Era infatti l’87 quando il gruppo ha fatto il suo esordio sulle scene, in un’epoca che, musicalmente e storicamente parlando, aveva tutto il sapore della rivoluzione.
“Sembrava davvero che il mondo stesse cambiando: era l’epoca di mani pulite, il muro di Berlino stava per cadere, l’URSS si stava disgregando, e i Nirvana erano in cima alle classifiche, quasi impensabile oggi, era il periodo del grunge”, ricorda il leader del gruppo.
In questo clima di rivoluzione gli Afterhours ci si sono buttati a capofitto, ponendosi come gli esponenti di una nuova era del rock italiano: si parlava di scena indie, quella da cui sarebbero venuti fuori anche i Marlene Kuntz, c’era la scena alternativa, c’era un fermento potente, ed era italiano. Tra le pietre miliari della loro carriera, l’album Hai paura del buio?, targato 1997 e riconosciuto come uno dei capolavori della musica italiana: è lì dentro Sui giovani d’oggi ci scatarro su, divenuto un brano simbolo dello spirito di quegli anni.
In questi trent’anni gli Afterhours sono cambiati, nella musica e nella formazione, per esempio assoldando negli ultimi anni uno come Rodrigo D’Erasmo o passando a un certo punto – dall’album Germi, nel 1995 – dall’inglese all’italiano: “Non ho mai avuto la spinta a cantare in italiano per una ragione artistica, anche se tutti intorno a me insistevano. Però ci siamo accorti che c’era un pubblico che stava crescendo con noi e con il quale dovevamo iniziare a comunicare direttamente, e non potevamo continuare a farlo attraverso l’inglese. Per un periodo siamo andati a suonare anche negli Stati Uniti e potevamo avere la possibilità di sfondare, ma per avere successo negli USA devi stare là, non puoi viverli da lontano, e questo avrebbe comportato un trasferimento quasi definitivo. Il fatto di non aver aver avuto successo in America però ci ha permesso di crescere qui in Italia, diventando parte di un momento. Se fossimo cresciuti in America, lo avremmo fatto forse poi in fretta e con più mezzi a disposizione, ma non avremmo rappresentato nulla né qui né là”, afferma Agnelli.
--------------------------------
> Compiti da svolgere
(A) Ricopia dal testo sugli Afterhours tutto ciò che va da "In questo clima" giù fino a "di quegli anni.".
(B) Secondo il testo sugli Afterhours, con quale album il gruppo è passato dall'inglese all'italiano?
(C) Continua il testo sugli Afterhours partendo subito dopo la sua ultima frase.
--------------------------------
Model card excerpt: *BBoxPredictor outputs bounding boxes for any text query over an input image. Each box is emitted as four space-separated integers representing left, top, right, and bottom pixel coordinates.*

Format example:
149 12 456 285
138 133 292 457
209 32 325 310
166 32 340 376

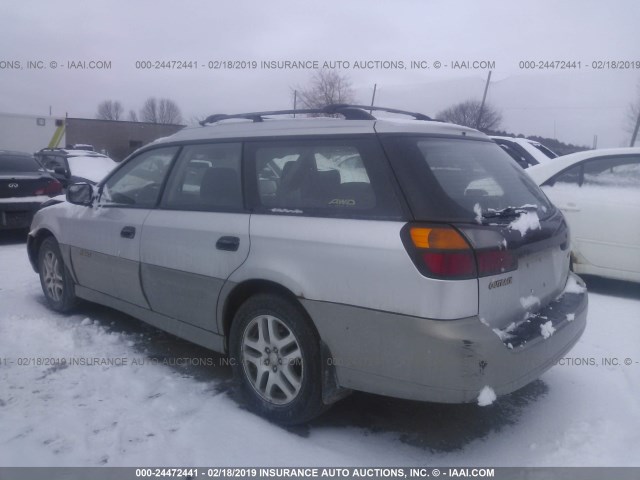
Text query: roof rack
200 103 433 126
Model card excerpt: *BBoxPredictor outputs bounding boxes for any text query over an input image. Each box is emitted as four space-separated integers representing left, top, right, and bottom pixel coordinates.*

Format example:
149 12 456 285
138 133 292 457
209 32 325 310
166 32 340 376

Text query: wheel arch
218 279 320 352
27 228 55 273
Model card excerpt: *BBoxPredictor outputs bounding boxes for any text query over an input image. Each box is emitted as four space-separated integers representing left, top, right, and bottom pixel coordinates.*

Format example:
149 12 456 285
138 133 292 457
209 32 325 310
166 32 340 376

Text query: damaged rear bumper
303 277 588 403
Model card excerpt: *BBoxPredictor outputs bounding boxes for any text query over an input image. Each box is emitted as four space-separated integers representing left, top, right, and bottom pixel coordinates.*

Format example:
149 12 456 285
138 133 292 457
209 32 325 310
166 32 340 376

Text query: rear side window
0 155 42 173
100 147 178 208
41 155 67 172
247 138 401 218
383 136 552 222
162 143 243 210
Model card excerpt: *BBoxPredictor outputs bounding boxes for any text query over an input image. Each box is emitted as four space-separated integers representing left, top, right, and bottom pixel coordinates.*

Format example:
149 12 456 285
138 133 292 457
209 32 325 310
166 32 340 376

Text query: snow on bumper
303 277 588 403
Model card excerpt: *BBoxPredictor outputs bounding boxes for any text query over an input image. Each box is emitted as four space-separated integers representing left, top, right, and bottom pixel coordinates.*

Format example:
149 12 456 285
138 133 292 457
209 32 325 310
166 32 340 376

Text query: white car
526 148 640 282
491 136 558 168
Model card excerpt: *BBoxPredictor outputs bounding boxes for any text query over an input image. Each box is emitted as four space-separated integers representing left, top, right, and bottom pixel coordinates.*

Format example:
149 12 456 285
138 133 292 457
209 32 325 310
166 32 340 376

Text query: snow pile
509 211 540 237
520 295 540 310
562 275 587 294
67 156 118 183
478 385 497 407
540 320 556 338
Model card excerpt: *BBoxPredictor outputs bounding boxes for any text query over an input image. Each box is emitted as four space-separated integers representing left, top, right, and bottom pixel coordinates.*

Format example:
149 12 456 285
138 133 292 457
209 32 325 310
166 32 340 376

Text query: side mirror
67 183 93 207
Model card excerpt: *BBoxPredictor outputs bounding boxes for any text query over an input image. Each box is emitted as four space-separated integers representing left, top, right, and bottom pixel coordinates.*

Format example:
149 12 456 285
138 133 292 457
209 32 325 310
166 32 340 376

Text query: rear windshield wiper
482 205 538 218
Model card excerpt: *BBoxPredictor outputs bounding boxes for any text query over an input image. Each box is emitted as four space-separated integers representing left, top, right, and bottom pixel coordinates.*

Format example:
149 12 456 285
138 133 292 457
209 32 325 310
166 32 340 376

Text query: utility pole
629 108 640 147
369 83 378 114
476 70 491 129
293 90 298 118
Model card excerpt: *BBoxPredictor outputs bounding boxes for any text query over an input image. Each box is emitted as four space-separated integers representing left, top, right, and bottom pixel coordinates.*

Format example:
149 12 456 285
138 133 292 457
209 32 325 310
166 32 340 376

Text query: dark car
0 150 62 230
35 148 117 188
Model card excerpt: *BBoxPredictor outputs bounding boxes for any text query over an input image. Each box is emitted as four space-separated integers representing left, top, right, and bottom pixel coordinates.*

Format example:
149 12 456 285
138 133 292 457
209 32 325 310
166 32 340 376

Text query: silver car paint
140 209 249 332
31 119 587 402
229 215 478 328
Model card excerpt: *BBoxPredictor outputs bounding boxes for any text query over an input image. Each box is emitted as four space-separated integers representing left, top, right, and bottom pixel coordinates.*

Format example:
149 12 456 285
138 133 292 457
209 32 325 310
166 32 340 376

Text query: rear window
383 137 552 222
0 155 42 173
247 137 402 219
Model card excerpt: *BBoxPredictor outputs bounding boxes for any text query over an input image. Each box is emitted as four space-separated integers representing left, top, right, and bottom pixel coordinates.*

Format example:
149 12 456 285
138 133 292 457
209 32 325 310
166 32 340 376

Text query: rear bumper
0 202 41 230
302 272 588 403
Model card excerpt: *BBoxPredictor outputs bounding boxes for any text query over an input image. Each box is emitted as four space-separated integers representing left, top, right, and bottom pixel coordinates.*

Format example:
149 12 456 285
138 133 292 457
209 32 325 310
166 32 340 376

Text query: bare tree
96 100 124 120
625 81 640 147
158 98 182 124
140 97 160 123
295 69 355 115
140 97 182 124
436 100 502 131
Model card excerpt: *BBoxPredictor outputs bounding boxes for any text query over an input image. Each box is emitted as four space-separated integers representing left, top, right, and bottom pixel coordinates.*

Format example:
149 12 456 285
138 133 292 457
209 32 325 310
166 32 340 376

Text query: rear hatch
381 134 569 330
0 154 61 202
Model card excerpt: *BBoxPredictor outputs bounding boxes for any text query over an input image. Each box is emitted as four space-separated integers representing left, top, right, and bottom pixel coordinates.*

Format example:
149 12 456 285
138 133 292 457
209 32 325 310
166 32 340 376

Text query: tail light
401 224 518 280
35 180 62 197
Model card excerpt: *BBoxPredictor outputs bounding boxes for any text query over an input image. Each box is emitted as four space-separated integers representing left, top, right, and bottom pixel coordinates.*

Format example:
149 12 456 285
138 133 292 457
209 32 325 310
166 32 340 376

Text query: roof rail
200 103 433 126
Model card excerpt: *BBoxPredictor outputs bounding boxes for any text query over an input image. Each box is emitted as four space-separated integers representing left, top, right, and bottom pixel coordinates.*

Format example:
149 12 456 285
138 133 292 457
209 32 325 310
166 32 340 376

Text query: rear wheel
229 294 324 425
38 237 76 312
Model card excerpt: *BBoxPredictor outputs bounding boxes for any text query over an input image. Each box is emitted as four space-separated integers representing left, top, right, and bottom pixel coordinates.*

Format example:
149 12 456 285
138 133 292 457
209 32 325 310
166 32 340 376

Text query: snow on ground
0 237 640 466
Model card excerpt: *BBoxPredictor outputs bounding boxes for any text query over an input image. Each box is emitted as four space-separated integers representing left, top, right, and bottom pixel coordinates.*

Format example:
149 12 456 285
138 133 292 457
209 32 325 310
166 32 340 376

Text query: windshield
67 156 117 183
385 137 552 222
0 155 43 173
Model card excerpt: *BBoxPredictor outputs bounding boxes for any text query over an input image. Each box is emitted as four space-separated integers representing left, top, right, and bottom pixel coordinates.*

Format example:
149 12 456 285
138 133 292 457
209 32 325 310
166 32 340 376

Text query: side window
583 156 640 188
248 139 401 217
162 143 243 210
546 164 582 185
100 147 178 208
42 155 67 172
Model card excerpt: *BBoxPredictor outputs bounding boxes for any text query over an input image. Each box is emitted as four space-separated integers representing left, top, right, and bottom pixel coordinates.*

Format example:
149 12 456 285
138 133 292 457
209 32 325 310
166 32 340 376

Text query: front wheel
38 237 76 313
229 294 324 425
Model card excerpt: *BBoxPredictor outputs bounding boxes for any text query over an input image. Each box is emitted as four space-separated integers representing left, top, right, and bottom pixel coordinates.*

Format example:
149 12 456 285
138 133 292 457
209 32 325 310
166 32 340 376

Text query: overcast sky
0 0 640 147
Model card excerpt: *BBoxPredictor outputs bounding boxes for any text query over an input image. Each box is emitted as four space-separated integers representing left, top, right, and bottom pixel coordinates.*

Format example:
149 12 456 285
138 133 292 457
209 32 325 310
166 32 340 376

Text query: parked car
527 148 640 282
0 150 62 230
491 136 558 168
35 148 117 188
28 105 587 424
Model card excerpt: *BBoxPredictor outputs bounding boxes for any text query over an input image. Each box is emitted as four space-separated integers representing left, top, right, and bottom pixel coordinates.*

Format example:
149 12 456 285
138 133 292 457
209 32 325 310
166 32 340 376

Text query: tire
38 237 76 313
229 294 325 425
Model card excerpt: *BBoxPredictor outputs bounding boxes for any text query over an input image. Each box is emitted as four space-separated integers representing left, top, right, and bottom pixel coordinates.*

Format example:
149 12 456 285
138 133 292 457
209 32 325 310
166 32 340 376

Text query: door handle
216 237 240 252
120 226 136 238
560 202 580 212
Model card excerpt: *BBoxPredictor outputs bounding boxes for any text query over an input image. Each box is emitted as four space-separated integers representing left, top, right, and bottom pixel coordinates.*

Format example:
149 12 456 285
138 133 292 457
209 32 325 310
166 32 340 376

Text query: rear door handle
216 237 240 252
560 202 580 212
120 226 136 238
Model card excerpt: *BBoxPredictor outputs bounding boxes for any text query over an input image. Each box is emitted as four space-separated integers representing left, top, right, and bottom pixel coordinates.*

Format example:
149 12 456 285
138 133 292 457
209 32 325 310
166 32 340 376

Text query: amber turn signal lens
411 227 470 250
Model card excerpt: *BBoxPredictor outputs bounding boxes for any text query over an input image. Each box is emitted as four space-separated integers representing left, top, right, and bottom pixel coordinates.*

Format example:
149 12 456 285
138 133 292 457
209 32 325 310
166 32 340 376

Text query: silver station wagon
28 105 587 424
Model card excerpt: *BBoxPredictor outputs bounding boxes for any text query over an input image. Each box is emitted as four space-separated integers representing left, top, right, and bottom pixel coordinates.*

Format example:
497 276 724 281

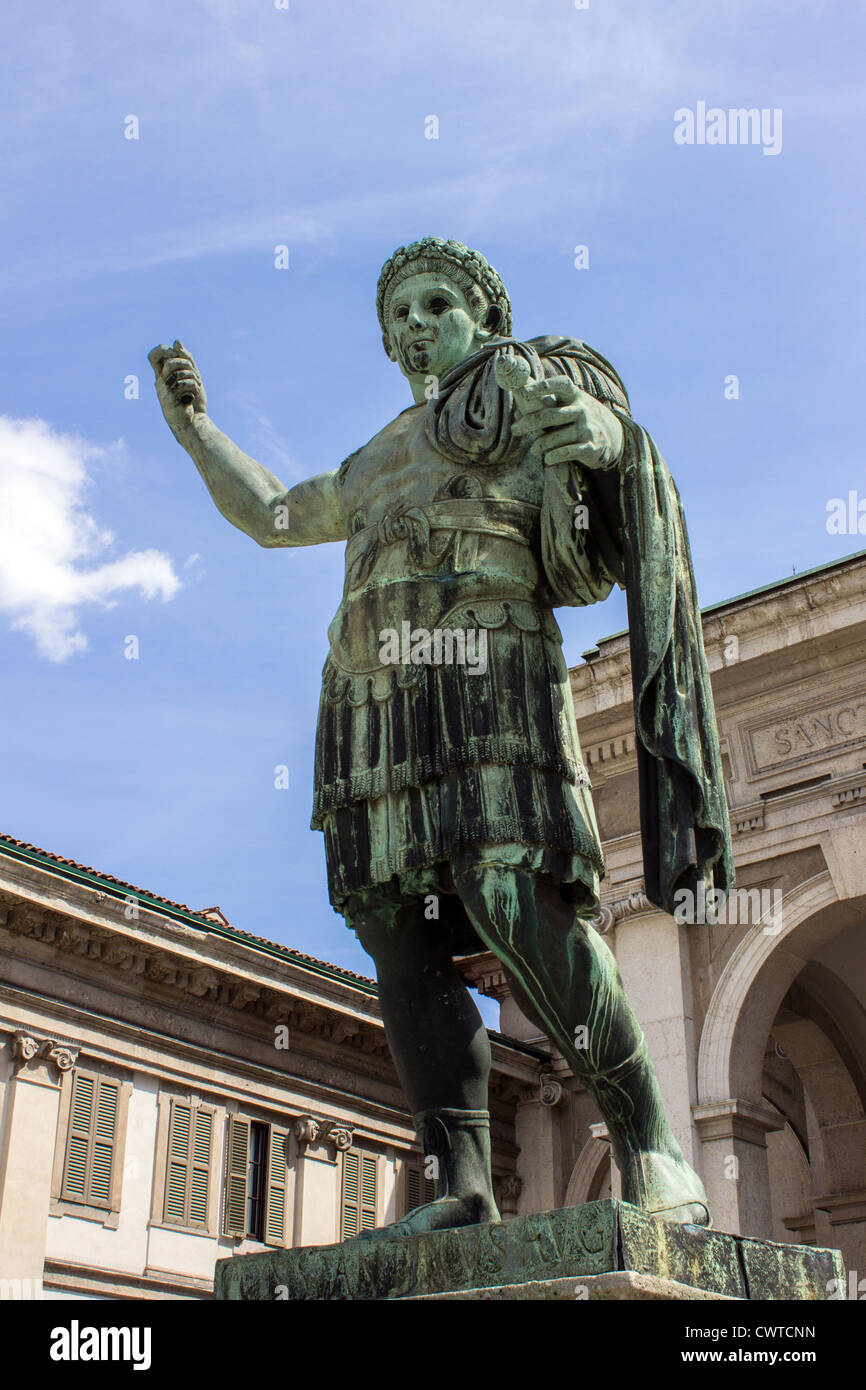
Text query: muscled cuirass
328 406 550 699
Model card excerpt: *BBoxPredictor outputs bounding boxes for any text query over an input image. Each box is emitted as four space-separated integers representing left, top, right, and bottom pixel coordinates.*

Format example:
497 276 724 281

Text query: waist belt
346 498 541 585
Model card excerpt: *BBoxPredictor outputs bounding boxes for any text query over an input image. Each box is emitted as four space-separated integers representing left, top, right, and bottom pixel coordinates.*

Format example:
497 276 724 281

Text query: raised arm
147 341 346 546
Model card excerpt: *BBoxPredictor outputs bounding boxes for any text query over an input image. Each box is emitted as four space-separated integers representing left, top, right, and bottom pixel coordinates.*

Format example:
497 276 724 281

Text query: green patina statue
150 238 733 1237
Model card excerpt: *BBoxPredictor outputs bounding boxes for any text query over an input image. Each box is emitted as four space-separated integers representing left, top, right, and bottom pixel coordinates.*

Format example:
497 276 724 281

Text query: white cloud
0 416 181 662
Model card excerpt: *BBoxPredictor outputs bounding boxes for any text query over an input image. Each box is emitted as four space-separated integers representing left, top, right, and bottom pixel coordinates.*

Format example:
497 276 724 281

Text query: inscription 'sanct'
--------------------------------
> Le risposte
(A)
In questo clima di rivoluzione gli Afterhours ci si sono buttati a capofitto, ponendosi come gli esponenti di una nuova era del rock italiano: si parlava di scena indie, quella da cui sarebbero venuti fuori anche i Marlene Kuntz, c’era la scena alternativa, c’era un fermento potente, ed era italiano. Tra le pietre miliari della loro carriera, l’album Hai paura del buio?, targato 1997 e riconosciuto come uno dei capolavori della musica italiana: è lì dentro Sui giovani d’oggi ci scatarro su, divenuto un brano simbolo dello spirito di quegli anni.

(B) Con l'album Germi, nel 1995.

(C)
 

L’occasione di celebrare degnamente questi primi trent’anni è arrivata dopo un incendio che ha distrutto l’edificio in cui la band aveva lo studio di registrazione, dal quale sono stati miracolosamente recuperati tutti i materiali accumulati negli anni: “Le fiamme sono arrivare fino alle pareti esterne, ma non sono entrate e neppure il calore ha rovinato i nastri dei vecchi materiali. Nel recuperarli abbiamo trovato tantissime registrazioni di cui non ci ricordavamo, molte demo, e anche qualche inedito. I trent’anni del gruppo sono stati il momento giusto per pubblicare una parte di queste rarità, insieme ai successi che il pubblico ha conosciuto: una raccolta per chi non conosce gli Afterhours, ma destinata anche a chi li conosce già ma non ha mai ascoltato le prime versioni di alcuni brani, molto più pazze di quelle finite sugli album.”
La raccolta, mastodontica, si intitola Foto di pura gioia, e prende nome dalle prime parole di Quello che non c’è: si compone di quattro dischi, di cui tre di Best of e uno di rarità, e a parte le demo, tra i 76 brani non ha al suo interno inediti. Nella versione deluxe anche un libro con foto e interviste.
“Questi trent’anni sono stati un po’ un mattone, come questo cofanetto – scherza Agnelli -, ma realizzarlo serviva prima di tutto a noi per razionalizzare, per capire che quelle cose le abbiamo davvero fatte. Avevamo pronto del materiale inedito, ma non aveva senso buttarlo qui dentro, sarebbe andato perso. Per promuovere il progetto serviva un brano rappresentativo, e Bianca è sembrata la scelta giusta. Dopo averla suonata in studio nella nuova versione abbiamo pensato che per completarla servisse una donna, una come Carmen Consoli. È una personalità forte, un’artista dotata di una voce antica, di quelle cioè che riconosci subito; anche lei ha esordito negli anni ’90 e ha una matrice rock in comune con noi. Abbiamo fatto percorsi paralleli, ma non ci eravamo mai incontrati”.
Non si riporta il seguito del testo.